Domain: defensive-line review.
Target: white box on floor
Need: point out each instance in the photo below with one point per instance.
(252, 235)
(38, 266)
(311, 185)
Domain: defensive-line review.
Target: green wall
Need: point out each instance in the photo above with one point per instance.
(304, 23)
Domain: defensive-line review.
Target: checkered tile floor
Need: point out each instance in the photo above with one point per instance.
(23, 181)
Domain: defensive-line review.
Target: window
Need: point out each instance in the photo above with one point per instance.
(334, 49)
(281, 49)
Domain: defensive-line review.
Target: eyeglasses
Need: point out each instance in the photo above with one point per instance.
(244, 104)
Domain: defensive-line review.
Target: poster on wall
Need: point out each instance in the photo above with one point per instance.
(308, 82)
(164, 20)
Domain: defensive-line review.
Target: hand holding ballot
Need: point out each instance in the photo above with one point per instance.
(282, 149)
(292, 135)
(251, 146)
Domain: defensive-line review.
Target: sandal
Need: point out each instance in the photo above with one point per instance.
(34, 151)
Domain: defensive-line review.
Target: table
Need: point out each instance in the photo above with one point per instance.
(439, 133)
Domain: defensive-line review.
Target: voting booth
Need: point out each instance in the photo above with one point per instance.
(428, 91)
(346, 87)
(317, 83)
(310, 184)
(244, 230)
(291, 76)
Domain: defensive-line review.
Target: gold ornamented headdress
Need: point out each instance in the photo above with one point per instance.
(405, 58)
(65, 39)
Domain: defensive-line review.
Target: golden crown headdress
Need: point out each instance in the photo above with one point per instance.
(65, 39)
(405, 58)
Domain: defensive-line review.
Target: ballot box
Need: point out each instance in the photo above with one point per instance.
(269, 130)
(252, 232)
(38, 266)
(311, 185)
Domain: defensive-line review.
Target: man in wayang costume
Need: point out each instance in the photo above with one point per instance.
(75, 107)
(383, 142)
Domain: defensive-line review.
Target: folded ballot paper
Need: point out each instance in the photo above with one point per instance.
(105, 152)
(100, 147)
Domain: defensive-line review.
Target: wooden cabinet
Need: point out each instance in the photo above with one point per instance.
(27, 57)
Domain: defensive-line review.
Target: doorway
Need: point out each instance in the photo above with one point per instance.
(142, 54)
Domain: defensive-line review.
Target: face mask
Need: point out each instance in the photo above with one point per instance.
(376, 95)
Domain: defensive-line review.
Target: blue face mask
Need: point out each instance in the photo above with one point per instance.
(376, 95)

● **Task directions**: Quote every record above exactly.

● **Correct result**:
Domain: defensive-line review.
Target: white box on floor
Need: point out each instance in the photo below with one point per instance.
(252, 235)
(38, 266)
(311, 185)
Domain: defensive-line review.
Target: green wall
Need: point out each instance in the photo above with one point per instance.
(304, 23)
Domain: defensive-line review.
Target: checkered tile floor
Need: point out each instance in the photo above with one point per instance.
(23, 181)
Domain: defensive-line review.
Target: window
Need: point out each instance in the photo above with one point per instance.
(334, 49)
(281, 49)
Domain: defensive-line review.
Target: eyeglasses
Need: point out each instance in the photo above with one point per instance.
(244, 104)
Domain: defensive-line review.
Target: poster on wall
Need: point out each instance in the photo above with one point per instance.
(308, 82)
(164, 20)
Domain: defensive-line review.
Target: hand holding ballot
Need: point out each instance in the photo above with one point per instance.
(282, 149)
(292, 135)
(251, 146)
Domain: defensive-line review.
Target: sandal
Need: point out each instance in the photo above with one point per instance.
(34, 151)
Domain: defensive-line review.
Target: table
Need: point out each instance in the photo above with one point per instance.
(439, 133)
Domain: defensive-line review.
Target: voting booth
Need: point out each instance in the photo above with one point per instance.
(428, 91)
(346, 87)
(317, 83)
(310, 184)
(244, 230)
(291, 76)
Domain: defensive-line review.
Target: gold ornamented headdress
Need: point out each instance in the photo above with one point per instance.
(405, 58)
(65, 39)
Domain: defensive-line review.
Target: golden crown headdress
Need: point out each instance in the photo above with one point per instance.
(65, 39)
(405, 58)
Domain: defensive-line review.
Target: ballot box
Need: point out each instance in the photo above with one point per instance.
(269, 130)
(252, 232)
(38, 266)
(311, 185)
Domain: defensive-line review.
Target: man in wayang costume
Need: point out each instance in the photo above with one point per instance.
(75, 107)
(383, 142)
Domain: defensive-line review.
Target: folded ballot paper
Need: point out each instance in the photo above with one point per instance.
(105, 152)
(100, 147)
Domain: defensive-line review.
Target: wooden cabinet
Need: point out each instance in the photo above with one point per instance.
(27, 57)
Domain: defensive-line review.
Target: doorway
Need: point out each instance in the photo above with one point per instance.
(142, 54)
Domain: defensive-line review.
Target: face mask
Need: point out each instance in the photo above with one point per instance.
(376, 95)
Domain: defensive-line review.
Target: blue face mask
Need: point out each instance in the photo above with one point per instance.
(376, 95)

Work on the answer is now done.